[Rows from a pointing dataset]
■ ■ ■ ■ ■ ■ ■

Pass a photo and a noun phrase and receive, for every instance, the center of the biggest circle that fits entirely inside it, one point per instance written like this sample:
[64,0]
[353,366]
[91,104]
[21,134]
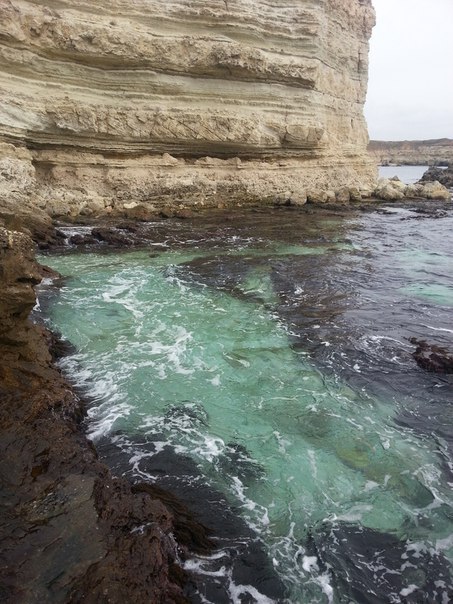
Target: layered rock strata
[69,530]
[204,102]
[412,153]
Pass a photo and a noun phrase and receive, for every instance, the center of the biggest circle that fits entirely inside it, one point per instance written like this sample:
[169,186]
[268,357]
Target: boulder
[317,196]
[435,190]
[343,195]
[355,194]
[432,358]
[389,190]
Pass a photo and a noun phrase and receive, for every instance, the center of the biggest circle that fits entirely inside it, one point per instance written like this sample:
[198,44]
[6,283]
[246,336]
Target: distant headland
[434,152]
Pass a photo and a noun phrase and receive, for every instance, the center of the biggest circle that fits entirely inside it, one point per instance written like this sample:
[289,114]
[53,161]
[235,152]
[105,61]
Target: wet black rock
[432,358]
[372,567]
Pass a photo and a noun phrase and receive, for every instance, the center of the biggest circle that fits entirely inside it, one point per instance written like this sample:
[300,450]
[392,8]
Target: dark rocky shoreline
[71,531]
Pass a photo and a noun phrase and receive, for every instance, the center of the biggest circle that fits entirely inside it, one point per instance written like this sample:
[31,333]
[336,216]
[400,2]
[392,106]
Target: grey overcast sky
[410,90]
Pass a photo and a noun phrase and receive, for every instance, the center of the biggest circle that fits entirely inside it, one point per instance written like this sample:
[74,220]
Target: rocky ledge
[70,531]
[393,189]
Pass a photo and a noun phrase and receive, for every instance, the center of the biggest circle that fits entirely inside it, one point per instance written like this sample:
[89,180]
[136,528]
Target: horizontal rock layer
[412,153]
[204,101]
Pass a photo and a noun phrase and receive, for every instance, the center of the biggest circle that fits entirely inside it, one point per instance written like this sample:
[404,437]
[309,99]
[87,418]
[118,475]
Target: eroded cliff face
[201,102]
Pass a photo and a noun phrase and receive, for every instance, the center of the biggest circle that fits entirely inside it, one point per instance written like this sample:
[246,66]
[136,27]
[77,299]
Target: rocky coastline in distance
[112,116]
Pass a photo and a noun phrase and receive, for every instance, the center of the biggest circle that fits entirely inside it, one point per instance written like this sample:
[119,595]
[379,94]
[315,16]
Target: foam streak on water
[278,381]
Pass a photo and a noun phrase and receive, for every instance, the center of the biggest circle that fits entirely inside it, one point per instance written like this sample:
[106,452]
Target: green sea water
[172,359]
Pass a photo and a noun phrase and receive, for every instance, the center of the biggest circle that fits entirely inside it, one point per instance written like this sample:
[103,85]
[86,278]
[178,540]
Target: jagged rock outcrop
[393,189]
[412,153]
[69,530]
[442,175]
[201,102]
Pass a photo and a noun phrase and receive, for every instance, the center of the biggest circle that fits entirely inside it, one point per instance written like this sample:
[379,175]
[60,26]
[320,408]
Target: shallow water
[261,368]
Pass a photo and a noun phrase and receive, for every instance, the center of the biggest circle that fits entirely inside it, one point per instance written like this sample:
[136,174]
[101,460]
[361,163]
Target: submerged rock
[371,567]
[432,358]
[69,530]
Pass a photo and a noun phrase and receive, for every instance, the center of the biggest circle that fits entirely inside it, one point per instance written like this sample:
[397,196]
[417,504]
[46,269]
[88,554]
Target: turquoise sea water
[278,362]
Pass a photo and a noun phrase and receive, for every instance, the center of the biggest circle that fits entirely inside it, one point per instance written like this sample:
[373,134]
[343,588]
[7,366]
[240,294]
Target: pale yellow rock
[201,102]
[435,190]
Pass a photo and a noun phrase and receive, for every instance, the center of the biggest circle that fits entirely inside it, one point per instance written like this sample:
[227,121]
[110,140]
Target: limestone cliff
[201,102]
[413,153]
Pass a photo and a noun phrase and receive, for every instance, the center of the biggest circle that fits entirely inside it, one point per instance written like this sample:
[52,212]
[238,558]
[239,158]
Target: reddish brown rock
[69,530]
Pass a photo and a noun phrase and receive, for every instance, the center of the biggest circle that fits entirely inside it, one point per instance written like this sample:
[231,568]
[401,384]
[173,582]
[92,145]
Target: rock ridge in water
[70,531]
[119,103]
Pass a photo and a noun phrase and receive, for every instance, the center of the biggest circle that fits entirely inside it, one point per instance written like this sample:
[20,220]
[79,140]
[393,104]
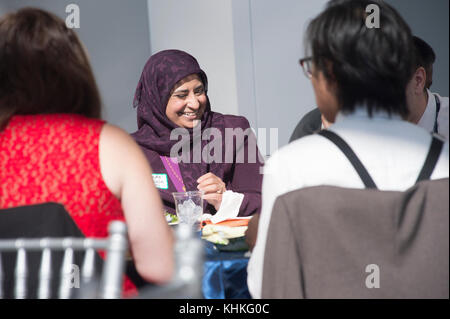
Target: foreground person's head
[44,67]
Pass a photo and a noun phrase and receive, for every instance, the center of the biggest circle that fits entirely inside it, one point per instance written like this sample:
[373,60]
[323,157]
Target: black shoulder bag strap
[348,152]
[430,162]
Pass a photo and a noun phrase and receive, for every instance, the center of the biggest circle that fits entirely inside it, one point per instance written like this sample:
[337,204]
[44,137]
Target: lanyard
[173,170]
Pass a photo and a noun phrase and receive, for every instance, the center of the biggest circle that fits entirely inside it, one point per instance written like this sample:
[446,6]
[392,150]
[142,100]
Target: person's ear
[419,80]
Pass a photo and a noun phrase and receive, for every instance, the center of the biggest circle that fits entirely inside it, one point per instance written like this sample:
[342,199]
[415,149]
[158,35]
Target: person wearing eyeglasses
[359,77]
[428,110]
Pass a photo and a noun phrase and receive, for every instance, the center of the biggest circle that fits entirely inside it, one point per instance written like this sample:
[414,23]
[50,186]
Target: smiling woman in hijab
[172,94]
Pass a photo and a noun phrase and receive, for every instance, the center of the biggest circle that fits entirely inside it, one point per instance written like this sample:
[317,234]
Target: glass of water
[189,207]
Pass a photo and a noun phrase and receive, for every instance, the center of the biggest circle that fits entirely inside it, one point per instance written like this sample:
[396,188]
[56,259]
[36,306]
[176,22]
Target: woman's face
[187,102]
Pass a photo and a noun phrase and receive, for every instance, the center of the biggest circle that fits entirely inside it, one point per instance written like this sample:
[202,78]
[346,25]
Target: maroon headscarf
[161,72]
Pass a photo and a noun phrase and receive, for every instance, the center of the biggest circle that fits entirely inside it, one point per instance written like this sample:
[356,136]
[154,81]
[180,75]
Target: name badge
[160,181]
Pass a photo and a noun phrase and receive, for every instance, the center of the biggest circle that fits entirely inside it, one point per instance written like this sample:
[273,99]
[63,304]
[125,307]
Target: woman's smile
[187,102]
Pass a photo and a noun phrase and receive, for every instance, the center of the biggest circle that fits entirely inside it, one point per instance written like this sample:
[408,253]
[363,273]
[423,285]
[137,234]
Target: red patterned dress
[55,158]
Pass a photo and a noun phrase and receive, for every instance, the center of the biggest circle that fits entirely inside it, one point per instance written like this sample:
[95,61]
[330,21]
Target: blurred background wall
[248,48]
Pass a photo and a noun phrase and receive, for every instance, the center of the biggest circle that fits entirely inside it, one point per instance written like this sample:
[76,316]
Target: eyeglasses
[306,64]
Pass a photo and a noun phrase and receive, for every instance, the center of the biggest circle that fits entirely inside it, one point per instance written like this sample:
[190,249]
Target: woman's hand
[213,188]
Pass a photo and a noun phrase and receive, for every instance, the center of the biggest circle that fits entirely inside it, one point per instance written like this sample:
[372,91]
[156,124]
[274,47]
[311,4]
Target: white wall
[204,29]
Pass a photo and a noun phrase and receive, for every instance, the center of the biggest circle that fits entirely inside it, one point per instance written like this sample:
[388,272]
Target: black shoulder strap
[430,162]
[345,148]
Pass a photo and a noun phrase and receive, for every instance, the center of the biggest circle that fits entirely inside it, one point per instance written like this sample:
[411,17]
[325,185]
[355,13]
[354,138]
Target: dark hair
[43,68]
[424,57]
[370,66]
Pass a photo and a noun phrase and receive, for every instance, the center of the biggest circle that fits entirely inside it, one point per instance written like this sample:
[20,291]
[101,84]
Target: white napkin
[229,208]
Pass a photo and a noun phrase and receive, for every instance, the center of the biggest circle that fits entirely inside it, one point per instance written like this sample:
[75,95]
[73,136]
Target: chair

■ ■ ■ ■ ■ ■ ■

## WHAT THE EXERCISE ASKS
Please state how many lines of the items above contain the word "shoulder". Give only the number.

## RESPONSE TO THE TASK
2